| WHAT THIS EXERCISE ASKS |
[1] In the blog post, where does the writer leave the book meant for the co-worker?
[2] Do the following statements agree with the blog post? Answer yes or no for each, quoting the words that decide it.
(a) The book "Hiding Your Money" had already been delivered.
(b) The writer signed the note left with the book.
(c) Packages for the writer usually go to work.
[3] Reproduce the part of the blog post from "I've said it" to "to the point.".

| PAGE EXCERPT |
________

I just hope we haven’t just entered the final chapter that guarantees my place as a victimized woman feature in a made for TV movie. Isn’t this how it all unravels?

I've said it before…

Women is losers.

Because of the crazy chick at work who’s been asking for my help, I picked up a couple of books from Amazon.com. She asked me to buy this one, which hasn’t arrived yet:


“Hiding Your Money : Everything You Need to Know About Keeping Your Money and Valuables Safe from Predators and Greedy Creditors” (Jerome Schneider, Allison Weiner, Allison Hope Weiner)

On Amazon you can pick up used for short money. Because I’m me, and I like buying books in general (with which I then taunt myself by not actually getting around to reading), I figured I’d pick her up another one that looked a bit more to the point.


“How to Hide Money from Your Hu…And Other Time-Honored Ways to Build A Nest Egg: The Best Kept Secret of Marriage” (Heidi Evans)

When it came yesterday to work (‘cuz we always have stuff delivered to work given we are seldom home during delivery times), I was a bit weirded out. I didn’t want to open the box and have one of my co-workers ask me about it. (Not to mention the folks with whom I’m friendly would probably ask, because they’ve all met M. and would be like “What the…?”) So I held the box until the very end of the day until maybe one person was left in my area.

And, then I thumbed through. Holy shit, you know the slogan “We’ve come a long way, baby?” Turns out, not so much. I mean, sure, maybe it’s a smaller subsection than say in 1952, but that book was published this century.

For me, the thing is, Pat left me with one life’s lesson, if she left me anything. Always, fucking always, have your own dough. Man, woman, child, whatever, your life your reigns to grab. It’s so deep in my psyche, I’m sure I’m an asshole to date, being as I’m all vagina-possessing and thereby weaker sexed. Can’t imagine not having some cash and holdings that are my very own. But, on the other hand, if I were a dude, I’d be like “Hell ya, woman, you got yours, I got mine, now let’s see what we can do together.”

I left it for her in a plain brown envelope in her work mailbox. I didn’t sign the note I left. I mean, if her husband is of a criminal bent, as has been implied, I ain’t have him searching out my name.

________

| PROVIDED DATA |

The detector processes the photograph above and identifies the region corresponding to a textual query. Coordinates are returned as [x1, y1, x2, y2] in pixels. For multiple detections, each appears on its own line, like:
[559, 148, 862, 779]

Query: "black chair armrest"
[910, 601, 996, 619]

________

| PROBLEM SOLUTIONS |
[1] In a plain brown envelope in her work mailbox.

[2]
(a) No: "She asked me to buy this one, which hasn’t arrived yet"
(b) No: "I didn’t sign the note I left."
(c) Yes: "we always have stuff delivered to work given we are seldom home during delivery times"

[3]
I've said it before…

Women is losers.

Because of the crazy chick at work who’s been asking for my help, I picked up a couple of books from Amazon.com. She asked me to buy this one, which hasn’t arrived yet:


“Hiding Your Money : Everything You Need to Know About Keeping Your Money and Valuables Safe from Predators and Greedy Creditors” (Jerome Schneider, Allison Weiner, Allison Hope Weiner)

On Amazon you can pick up used for short money. Because I’m me, and I like buying books in general (with which I then taunt myself by not actually getting around to reading), I figured I’d pick her up another one that looked a bit more to the point.